***** Records provided

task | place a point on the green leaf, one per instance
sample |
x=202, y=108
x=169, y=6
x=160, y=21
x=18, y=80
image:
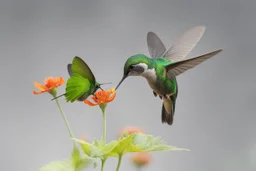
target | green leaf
x=138, y=142
x=89, y=149
x=122, y=145
x=97, y=149
x=76, y=87
x=148, y=143
x=77, y=162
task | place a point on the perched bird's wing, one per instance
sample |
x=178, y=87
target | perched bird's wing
x=184, y=44
x=79, y=67
x=156, y=47
x=76, y=87
x=69, y=67
x=175, y=69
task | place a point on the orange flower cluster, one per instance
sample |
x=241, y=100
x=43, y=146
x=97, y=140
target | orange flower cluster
x=102, y=97
x=50, y=83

**********

▸ **What you will do**:
Please reproduce every one of the rows above word for word, leaving the pictures out.

▸ **Result of this task**:
task | place a point on the green leaf, one per instance
sample |
x=202, y=108
x=169, y=6
x=160, y=21
x=18, y=80
image:
target | green leaf
x=138, y=142
x=89, y=149
x=122, y=145
x=97, y=149
x=76, y=87
x=148, y=143
x=77, y=162
task | place a point on the perched bird's wing, one per instance
sample |
x=178, y=87
target | perched bird's wing
x=184, y=44
x=79, y=67
x=156, y=47
x=76, y=87
x=69, y=67
x=175, y=69
task | place a point on the orange flower cluster, one per instance
sample |
x=241, y=100
x=43, y=146
x=97, y=140
target | orange flower cluster
x=102, y=97
x=50, y=83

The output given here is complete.